The request: Please output exactly the run of lines that starts at the line with "the white short-sleeved" and ends at the last line of the records below.

──────── Task input ────────

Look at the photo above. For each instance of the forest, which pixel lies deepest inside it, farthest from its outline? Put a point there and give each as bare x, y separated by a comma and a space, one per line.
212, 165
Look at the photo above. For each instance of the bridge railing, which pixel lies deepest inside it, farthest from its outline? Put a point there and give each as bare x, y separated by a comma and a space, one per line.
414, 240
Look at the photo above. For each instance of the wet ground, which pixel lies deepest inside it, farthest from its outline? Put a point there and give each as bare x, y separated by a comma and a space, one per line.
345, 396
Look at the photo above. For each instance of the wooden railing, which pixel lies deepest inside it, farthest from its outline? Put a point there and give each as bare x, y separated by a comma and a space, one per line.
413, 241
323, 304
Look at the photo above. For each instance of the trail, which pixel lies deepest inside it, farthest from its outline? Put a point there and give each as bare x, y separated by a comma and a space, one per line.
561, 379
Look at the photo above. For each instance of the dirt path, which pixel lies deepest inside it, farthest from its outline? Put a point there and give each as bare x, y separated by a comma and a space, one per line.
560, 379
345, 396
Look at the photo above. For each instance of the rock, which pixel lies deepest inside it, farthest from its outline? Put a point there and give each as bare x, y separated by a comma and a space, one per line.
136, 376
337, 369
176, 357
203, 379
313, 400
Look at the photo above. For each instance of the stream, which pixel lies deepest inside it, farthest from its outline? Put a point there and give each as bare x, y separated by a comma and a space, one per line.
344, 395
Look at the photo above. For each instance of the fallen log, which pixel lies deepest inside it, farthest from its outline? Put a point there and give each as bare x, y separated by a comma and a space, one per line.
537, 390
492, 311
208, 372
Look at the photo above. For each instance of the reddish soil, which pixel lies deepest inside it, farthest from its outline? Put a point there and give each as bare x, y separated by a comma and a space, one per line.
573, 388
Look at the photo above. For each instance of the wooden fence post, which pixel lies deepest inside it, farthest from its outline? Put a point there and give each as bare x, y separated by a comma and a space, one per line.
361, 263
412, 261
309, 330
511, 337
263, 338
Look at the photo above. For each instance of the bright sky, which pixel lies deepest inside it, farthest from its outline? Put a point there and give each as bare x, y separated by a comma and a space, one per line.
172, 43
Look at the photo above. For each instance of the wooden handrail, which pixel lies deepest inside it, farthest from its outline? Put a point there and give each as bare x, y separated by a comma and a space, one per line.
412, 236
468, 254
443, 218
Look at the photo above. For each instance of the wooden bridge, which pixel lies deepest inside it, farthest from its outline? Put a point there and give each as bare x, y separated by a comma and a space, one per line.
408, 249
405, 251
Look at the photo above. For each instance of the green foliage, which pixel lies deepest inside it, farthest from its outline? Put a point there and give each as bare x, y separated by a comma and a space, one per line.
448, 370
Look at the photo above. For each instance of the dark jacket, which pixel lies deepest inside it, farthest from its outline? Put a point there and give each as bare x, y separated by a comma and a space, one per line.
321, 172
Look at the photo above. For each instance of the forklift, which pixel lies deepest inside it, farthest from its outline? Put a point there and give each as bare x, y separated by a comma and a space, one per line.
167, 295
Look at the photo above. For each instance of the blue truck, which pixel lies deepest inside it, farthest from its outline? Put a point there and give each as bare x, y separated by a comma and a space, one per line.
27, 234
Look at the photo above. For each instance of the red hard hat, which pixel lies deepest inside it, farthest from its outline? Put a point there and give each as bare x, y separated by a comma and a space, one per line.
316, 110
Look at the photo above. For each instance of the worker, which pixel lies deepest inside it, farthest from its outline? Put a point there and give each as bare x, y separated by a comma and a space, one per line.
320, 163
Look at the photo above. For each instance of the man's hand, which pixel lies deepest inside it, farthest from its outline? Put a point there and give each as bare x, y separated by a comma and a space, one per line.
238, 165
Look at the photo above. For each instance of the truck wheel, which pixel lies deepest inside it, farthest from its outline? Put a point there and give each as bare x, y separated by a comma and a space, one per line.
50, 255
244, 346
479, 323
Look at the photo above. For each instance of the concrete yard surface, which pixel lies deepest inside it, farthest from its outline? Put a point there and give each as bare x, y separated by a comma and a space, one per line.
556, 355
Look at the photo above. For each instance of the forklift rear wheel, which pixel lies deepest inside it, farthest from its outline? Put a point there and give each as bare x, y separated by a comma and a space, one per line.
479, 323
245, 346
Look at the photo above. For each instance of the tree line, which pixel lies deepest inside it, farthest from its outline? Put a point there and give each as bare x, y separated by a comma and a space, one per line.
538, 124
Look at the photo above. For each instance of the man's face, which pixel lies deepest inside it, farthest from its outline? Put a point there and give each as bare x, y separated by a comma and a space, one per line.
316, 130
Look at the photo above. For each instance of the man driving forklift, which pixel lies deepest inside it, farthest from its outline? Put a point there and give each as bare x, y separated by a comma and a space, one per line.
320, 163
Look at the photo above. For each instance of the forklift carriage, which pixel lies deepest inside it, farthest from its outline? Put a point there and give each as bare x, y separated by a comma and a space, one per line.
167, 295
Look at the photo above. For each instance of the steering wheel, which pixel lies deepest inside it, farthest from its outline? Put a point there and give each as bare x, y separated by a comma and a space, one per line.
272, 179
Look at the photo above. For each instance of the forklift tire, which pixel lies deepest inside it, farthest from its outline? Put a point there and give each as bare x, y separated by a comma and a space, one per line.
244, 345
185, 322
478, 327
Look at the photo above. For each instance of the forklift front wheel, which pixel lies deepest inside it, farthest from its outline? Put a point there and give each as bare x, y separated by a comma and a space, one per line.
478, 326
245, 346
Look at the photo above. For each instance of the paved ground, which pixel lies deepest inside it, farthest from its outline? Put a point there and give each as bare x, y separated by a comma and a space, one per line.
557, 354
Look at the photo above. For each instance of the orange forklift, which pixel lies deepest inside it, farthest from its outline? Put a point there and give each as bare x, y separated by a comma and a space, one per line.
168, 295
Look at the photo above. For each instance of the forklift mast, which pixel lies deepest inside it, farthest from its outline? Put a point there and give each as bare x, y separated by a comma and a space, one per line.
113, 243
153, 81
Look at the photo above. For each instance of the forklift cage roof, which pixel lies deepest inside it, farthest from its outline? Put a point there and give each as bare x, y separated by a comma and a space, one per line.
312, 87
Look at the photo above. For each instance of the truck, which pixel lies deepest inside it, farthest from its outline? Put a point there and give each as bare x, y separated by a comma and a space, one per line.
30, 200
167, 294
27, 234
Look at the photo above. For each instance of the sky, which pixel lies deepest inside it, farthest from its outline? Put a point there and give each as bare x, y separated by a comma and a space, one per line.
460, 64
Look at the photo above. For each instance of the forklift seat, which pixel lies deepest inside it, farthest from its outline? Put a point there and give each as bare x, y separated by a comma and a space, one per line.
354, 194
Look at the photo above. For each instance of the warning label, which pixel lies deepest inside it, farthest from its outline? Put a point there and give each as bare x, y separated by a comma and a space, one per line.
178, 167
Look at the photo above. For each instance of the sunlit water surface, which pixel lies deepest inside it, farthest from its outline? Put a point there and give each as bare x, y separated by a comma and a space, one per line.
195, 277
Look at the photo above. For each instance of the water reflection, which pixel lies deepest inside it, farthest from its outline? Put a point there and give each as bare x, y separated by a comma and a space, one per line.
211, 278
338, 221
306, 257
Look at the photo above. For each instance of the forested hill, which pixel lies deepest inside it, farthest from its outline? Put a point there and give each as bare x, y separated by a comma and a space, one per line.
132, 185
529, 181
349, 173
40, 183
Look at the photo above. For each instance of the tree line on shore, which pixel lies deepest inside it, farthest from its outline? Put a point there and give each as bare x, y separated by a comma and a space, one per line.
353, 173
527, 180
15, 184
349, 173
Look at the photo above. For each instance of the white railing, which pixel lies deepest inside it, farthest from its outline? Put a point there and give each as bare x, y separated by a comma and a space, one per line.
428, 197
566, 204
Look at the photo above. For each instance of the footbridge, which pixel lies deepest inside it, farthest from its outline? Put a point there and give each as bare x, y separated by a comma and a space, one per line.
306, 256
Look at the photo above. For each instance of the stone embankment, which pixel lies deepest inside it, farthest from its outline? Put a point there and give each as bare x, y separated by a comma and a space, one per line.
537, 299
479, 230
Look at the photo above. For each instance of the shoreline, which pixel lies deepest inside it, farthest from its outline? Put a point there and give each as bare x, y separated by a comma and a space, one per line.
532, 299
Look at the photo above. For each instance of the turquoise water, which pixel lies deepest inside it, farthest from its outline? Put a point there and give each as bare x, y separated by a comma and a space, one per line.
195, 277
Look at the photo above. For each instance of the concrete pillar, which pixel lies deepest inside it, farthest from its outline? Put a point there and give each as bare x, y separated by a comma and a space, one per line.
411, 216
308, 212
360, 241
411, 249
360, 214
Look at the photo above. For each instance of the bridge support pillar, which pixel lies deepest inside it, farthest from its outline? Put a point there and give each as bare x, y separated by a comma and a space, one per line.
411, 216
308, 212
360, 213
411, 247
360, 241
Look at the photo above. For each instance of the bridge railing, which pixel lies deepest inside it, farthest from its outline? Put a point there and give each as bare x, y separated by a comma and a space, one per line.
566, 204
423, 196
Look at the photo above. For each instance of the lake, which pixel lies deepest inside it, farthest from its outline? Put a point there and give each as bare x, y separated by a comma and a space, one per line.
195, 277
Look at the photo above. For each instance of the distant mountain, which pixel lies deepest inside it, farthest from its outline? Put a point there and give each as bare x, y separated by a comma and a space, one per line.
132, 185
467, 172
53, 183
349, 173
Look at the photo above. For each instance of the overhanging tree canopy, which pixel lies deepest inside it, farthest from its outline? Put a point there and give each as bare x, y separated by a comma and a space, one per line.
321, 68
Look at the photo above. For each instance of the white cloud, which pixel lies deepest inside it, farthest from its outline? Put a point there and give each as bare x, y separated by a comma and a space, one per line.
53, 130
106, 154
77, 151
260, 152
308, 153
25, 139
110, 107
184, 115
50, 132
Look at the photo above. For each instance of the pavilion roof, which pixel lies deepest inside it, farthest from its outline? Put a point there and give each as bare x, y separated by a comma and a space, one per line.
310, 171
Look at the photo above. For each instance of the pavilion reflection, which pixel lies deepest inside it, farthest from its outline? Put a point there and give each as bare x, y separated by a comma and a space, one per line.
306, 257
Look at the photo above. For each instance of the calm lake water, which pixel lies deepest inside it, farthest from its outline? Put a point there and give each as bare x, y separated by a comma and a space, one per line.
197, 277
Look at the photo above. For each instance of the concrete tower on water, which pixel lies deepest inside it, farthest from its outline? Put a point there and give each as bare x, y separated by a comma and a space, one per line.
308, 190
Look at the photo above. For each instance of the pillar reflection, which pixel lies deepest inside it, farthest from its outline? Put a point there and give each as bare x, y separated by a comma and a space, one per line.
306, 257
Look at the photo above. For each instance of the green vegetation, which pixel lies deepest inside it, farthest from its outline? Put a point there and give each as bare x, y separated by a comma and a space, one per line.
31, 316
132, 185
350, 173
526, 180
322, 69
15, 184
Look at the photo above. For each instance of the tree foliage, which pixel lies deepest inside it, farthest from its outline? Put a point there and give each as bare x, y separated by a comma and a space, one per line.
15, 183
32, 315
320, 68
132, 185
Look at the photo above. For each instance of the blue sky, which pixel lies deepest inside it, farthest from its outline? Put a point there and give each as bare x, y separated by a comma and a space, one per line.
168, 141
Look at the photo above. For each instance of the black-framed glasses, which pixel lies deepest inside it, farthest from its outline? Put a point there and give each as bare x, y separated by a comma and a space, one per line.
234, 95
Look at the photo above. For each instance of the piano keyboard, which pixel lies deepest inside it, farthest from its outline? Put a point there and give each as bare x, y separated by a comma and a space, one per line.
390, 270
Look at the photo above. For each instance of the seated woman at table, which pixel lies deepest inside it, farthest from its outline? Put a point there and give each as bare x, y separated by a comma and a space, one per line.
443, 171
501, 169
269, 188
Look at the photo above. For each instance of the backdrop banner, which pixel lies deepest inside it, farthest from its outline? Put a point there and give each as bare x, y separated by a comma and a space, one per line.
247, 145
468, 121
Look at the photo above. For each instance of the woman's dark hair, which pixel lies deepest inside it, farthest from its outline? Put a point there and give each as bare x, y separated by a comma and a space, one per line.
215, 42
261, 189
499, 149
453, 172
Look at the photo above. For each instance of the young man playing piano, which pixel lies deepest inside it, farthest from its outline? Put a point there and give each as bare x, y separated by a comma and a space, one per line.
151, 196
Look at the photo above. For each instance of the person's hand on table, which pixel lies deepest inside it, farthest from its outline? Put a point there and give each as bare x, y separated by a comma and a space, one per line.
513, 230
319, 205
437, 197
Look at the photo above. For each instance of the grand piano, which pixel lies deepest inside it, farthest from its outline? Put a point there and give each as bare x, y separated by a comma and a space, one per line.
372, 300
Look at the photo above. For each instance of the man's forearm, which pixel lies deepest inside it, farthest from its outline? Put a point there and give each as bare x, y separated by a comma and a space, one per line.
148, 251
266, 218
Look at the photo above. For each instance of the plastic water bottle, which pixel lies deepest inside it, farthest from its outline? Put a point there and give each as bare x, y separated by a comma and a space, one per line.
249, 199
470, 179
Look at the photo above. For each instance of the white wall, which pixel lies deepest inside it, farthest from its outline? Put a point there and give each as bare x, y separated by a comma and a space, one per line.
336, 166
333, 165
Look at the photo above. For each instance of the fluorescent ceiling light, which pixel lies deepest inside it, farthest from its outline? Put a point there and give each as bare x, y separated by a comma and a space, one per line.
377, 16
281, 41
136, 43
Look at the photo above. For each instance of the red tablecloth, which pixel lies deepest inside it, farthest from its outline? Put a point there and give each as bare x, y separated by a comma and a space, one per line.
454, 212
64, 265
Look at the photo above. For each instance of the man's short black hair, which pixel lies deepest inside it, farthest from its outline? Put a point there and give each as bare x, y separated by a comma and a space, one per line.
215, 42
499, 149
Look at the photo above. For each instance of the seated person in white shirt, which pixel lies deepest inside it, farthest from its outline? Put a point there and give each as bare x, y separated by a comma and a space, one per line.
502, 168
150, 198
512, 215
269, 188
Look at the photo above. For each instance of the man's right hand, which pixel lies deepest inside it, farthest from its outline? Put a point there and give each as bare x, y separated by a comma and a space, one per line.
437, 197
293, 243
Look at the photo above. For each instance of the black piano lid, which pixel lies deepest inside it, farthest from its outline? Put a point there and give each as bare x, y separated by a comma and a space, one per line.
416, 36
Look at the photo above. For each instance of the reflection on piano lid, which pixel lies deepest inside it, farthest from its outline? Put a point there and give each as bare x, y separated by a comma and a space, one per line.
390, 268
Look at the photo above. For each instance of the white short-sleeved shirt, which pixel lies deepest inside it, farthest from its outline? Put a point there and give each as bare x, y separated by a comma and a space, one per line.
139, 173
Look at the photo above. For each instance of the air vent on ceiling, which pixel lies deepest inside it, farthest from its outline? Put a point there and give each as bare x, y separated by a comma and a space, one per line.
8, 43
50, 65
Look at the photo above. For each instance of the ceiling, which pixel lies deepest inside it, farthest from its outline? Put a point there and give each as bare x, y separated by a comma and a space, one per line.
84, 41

────────

The completed task:
Look at the photo above. For each instance of the white short-sleeved shirt, which pixel lies deepest inside it, farthest from its outline? Put a point there and give each as bare x, y separated by a comma and a space, one per line.
139, 173
Look at the photo above. For each instance of the air vent on ceiling, which pixel lies deepest inside it, farthest from its outline? Put a point there and give each as bare x, y separated by a comma and a space, one per line.
8, 43
50, 65
Look at the photo above. For each instance of the ceiling, which pixel lies deepest inside it, farthest from its outline? Put a point there and give each as bare x, y separated by a comma and a space, one per line.
84, 41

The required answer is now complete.